■ **EXERCISE PASSAGE**
○ ○ ○ ○ ○
It’s unavoidable (if you want to have meal on-duty, anyway) – an uncomfortable part of being a uniformed member of the most visible arm of local government – and, for me, the ethical antidote to this practice was to always leave a tip which covered both the gratuity, and the full cost of the coffee or meal.

Maybe that strategy falls short – but any law enforcement officer who has ever had the agonizingly embarrassing confrontation at the point of sale – refusing a discount, only to be told by the adamant clerk that it’s “company policy” to offer a public safety discount knows what I’m talking about.

Recognizing the sensitivity of this issue – and the fragility of the public’s trust in their government – I was incredibly proud of the City of Palm Coast’s strong stand in launching an investigation and taking decisive action after some seven municipal employees were suspected of accepting gifts of top-shelf whiskey and candies from a local government contractor.

As I understand it, last December, internal auditors from something called the Palm Coast “Internal Control Ethics Team – ICE” (I like that) interviewed employees in the planning, building and utilities departments after a security camera at City Hall captured a planning technician accepting gift sets of Crown Royal, a bottle of Jack Daniels and eight boxes of chocolate candy over the front counter.

Apparently, the improper gratuities were provided by Sergey Nevod – co-founder of Palm Coast residential developer Blue Crown Construction. . .
○ ○ ○ ○ ○
■ **EXCERPTED RECORDS**
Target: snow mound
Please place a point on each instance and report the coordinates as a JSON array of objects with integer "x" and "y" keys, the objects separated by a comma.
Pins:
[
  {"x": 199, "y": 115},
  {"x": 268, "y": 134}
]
○ ○ ○ ○ ○
■ **TASK 1**
Decide whether each statement agrees with the passage about the Palm Coast gift investigation, answering yes or no and quoting the words that decide it: (a) The author's practice was to leave a tip covering both the gratuity and the full cost of the coffee or meal. (b) The seven employees were suspected of accepting gifts from a local resident. (c) Auditors interviewed employees in the planning, building and utilities departments.
■ **TASK 2**
Quote the passage about the Palm Coast gift investigation, starting with "As I understand" and going on through "the front counter.".

■ **EXERCISE ANSWER 1**
(a) Yes: "always leave a tip which covered both the gratuity, and the full cost of the coffee or meal"
(b) No: "accepting gifts of top-shelf whiskey and candies from a local government contractor"
(c) Yes: "interviewed employees in the planning, building and utilities departments"

■ **EXERCISE ANSWER 2**
As I understand it, last December, internal auditors from something called the Palm Coast “Internal Control Ethics Team – ICE” (I like that) interviewed employees in the planning, building and utilities departments after a security camera at City Hall captured a planning technician accepting gift sets of Crown Royal, a bottle of Jack Daniels and eight boxes of chocolate candy over the front counter.